━━━ CUPLIKAN HALAMAN

LEPMIL: Tunda Perda, Pemda Bombana Langgar Hak Asasi Masyarakat Adat



BOMBANA, SULTRANEWS- Lembaga Pengembangan Masyarakat Pesisir dan Pedalaman (LePMIL) menyerukan kepada Pemerintah Kabupaten Bombana untuk tidak menunda lagi pembuatan Peraturan Daerah (Perda) tentang pengakuan Masyarakat Adat Etnis Moronene di Kampo (kampung) Hukaea Laea, Bombana, Sulawesi Tenggara. 

Menurut LePMIL, Pemerintah Daerah telah melakukan upaya pelanggaran Hak Asasi Manusia jika tidak segera menerbitkan Perda untuk memberikan perlindungan hukum terhadap masyarakat adat yang tinggal di wilayah mereka. 

Konsultasi publik untuk membahas rancangan naskah akademik untuk usulan Rancangan Peraturan Daerah Kabupaten Bombana tentang Pengakuan, Perlindungan dan Pemberdayaan Masyarakat Adat Moronene Tobu Hukaea Laea, sudah dilakukan pada Rabu, 11 Maret 2015, di Kantor Bupati Bombana, Sulawesi Tenggara. 

“Setiap warga negara Indonesia, termasuk masyarakat adat, berhak mendapat pengakuan dan perlindungan hukum, dimanapun mereka tinggal. Saat ini, konflik sangat rentan terjadi antara masyarakat adat Moronene Hukaea Laea dengan pihak lain karena keberadaan mereka tidak diakui secara hukum, termasuk dengan Taman Nasional Rawa Aopa Watumohai sebagai institusi pengelola wilayah taman nasional,” kata Sarmin Ginca, Senior Program Development LePMIL, LSM lingkungan yang berbasis di Kendari.

━━━━━━
━━━ BARIS DATA

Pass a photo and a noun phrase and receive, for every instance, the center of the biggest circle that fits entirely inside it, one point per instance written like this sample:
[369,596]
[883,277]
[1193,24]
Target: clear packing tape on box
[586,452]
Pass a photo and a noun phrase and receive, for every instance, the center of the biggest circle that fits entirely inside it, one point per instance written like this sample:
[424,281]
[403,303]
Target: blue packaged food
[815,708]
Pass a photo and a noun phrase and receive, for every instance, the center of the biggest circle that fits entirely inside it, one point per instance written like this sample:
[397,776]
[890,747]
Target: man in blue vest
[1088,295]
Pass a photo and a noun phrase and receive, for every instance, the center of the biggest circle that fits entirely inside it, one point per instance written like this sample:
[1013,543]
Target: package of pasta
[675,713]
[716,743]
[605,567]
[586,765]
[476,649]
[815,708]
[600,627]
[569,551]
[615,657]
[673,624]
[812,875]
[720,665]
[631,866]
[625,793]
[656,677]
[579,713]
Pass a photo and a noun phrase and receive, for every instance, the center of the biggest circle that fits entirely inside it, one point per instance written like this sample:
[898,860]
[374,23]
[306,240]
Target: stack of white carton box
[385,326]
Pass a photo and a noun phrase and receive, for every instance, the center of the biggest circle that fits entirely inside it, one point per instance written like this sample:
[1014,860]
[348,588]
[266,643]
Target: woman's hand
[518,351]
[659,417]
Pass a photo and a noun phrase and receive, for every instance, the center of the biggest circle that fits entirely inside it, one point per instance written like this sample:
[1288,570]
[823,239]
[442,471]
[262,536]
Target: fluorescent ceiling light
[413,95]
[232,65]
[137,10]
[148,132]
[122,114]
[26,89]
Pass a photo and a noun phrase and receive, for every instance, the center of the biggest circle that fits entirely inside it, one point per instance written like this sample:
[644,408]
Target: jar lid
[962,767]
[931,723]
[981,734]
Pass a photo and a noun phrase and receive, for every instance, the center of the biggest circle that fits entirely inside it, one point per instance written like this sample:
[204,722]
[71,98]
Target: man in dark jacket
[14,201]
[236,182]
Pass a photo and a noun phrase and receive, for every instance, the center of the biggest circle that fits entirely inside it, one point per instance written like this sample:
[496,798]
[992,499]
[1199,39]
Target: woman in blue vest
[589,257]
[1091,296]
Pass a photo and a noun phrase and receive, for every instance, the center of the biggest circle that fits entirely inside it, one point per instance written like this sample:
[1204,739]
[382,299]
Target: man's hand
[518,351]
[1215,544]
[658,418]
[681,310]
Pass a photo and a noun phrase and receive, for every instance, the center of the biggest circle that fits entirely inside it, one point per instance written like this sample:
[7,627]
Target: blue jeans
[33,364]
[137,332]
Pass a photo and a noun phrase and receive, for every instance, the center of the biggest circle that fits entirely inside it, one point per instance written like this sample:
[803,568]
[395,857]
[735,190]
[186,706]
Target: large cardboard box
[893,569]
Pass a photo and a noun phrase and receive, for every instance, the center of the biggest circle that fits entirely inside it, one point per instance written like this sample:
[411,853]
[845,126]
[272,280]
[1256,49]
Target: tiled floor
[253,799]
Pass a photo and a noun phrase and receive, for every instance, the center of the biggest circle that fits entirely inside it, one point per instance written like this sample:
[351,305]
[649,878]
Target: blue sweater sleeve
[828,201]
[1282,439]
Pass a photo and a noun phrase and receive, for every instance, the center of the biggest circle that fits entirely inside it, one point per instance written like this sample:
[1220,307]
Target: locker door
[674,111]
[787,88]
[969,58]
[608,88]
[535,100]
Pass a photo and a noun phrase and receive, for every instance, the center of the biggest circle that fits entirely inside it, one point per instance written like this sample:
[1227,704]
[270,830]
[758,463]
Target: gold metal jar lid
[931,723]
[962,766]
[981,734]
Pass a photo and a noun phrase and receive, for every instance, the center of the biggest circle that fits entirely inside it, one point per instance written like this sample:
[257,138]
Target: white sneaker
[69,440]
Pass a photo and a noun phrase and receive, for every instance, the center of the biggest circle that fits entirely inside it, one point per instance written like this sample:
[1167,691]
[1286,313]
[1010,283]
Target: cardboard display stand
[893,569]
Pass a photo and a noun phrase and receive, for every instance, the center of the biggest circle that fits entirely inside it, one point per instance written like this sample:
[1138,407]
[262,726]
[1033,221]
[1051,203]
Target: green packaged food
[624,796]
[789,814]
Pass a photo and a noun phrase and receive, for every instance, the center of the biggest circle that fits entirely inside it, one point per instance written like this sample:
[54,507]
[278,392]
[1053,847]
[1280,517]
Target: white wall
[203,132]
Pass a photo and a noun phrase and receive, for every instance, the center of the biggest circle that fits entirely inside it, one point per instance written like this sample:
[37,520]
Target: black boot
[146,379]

━━━━━━

TUGAS –
Ulangi persis bagian cuplikan halaman di atas, mulai dari "LEPMIL: Tunda Perda, Pemda" dan terus sampai "Laea, Bombana, Sulawesi Tenggara.".

JAWABAN TUGAS –
LEPMIL: Tunda Perda, Pemda Bombana Langgar Hak Asasi Masyarakat Adat



BOMBANA, SULTRANEWS- Lembaga Pengembangan Masyarakat Pesisir dan Pedalaman (LePMIL) menyerukan kepada Pemerintah Kabupaten Bombana untuk tidak menunda lagi pembuatan Peraturan Daerah (Perda) tentang pengakuan Masyarakat Adat Etnis Moronene di Kampo (kampung) Hukaea Laea, Bombana, Sulawesi Tenggara.